→ Task directions: Collect and copy out every line of the items below that contains the word "driveway".

→ Dataset content:
....

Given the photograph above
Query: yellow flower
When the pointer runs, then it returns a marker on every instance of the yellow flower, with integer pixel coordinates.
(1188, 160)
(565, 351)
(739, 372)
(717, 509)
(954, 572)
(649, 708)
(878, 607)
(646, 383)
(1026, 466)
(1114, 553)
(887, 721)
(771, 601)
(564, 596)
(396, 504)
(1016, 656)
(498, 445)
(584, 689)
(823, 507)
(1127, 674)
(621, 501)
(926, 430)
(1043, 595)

....

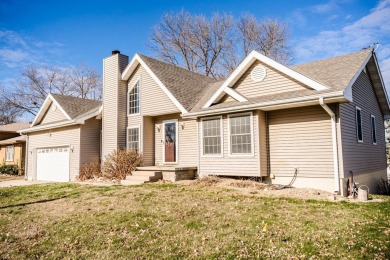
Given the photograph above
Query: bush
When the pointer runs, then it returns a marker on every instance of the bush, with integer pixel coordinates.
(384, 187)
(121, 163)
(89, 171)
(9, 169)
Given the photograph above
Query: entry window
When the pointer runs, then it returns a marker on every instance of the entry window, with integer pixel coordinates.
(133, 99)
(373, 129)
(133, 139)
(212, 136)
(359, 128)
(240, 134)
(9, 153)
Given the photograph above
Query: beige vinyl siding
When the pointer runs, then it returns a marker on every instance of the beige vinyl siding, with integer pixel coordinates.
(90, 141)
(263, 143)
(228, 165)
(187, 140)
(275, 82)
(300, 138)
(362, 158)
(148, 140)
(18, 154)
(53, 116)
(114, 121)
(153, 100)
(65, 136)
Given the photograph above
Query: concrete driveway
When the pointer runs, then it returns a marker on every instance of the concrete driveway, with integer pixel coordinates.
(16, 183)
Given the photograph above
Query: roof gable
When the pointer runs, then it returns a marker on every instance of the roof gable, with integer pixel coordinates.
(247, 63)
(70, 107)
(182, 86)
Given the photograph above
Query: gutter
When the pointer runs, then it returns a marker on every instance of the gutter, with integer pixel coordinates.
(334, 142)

....

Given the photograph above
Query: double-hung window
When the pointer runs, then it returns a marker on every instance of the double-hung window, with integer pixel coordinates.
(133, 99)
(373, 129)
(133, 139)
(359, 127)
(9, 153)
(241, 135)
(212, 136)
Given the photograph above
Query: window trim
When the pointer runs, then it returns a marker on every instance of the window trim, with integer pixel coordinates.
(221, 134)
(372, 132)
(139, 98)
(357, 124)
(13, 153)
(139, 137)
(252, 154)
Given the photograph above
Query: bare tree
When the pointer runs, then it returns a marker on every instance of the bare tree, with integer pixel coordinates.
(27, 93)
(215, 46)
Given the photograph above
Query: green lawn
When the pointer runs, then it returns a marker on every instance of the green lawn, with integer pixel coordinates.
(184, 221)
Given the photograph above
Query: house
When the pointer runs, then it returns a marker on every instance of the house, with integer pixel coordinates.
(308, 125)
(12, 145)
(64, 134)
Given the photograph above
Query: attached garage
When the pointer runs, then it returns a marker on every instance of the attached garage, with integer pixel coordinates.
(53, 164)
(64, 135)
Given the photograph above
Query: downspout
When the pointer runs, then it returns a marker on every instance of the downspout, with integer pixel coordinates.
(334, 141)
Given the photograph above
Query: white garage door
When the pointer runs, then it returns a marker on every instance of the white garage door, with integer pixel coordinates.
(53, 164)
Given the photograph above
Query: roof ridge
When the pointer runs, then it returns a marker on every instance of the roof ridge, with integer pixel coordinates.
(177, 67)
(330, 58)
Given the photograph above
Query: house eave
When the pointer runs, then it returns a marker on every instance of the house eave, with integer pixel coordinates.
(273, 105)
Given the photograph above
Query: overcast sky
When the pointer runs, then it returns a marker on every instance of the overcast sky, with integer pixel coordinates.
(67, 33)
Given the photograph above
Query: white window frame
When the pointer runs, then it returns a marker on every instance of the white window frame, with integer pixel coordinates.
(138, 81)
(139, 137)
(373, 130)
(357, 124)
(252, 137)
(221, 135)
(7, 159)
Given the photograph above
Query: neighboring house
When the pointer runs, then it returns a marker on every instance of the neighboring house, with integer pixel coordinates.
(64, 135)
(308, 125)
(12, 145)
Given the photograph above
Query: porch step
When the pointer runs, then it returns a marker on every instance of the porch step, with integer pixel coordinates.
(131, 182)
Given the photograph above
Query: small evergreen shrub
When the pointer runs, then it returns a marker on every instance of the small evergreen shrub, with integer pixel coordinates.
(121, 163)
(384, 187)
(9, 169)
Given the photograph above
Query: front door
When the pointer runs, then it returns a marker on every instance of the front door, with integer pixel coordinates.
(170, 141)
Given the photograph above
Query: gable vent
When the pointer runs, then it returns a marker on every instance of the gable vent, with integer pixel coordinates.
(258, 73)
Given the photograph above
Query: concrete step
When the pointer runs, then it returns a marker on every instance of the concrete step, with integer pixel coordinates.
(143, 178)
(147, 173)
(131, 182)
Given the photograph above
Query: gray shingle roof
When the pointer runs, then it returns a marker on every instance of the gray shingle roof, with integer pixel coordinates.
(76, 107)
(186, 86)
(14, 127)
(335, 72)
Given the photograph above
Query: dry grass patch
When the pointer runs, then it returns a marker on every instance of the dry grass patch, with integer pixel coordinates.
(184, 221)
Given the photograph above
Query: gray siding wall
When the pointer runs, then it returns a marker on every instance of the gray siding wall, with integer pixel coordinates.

....

→ Task output:
Query: concrete driveway
When the pointer runs, then it returns a marker on every instance of the concrete driveway, with integer pixel coordinates.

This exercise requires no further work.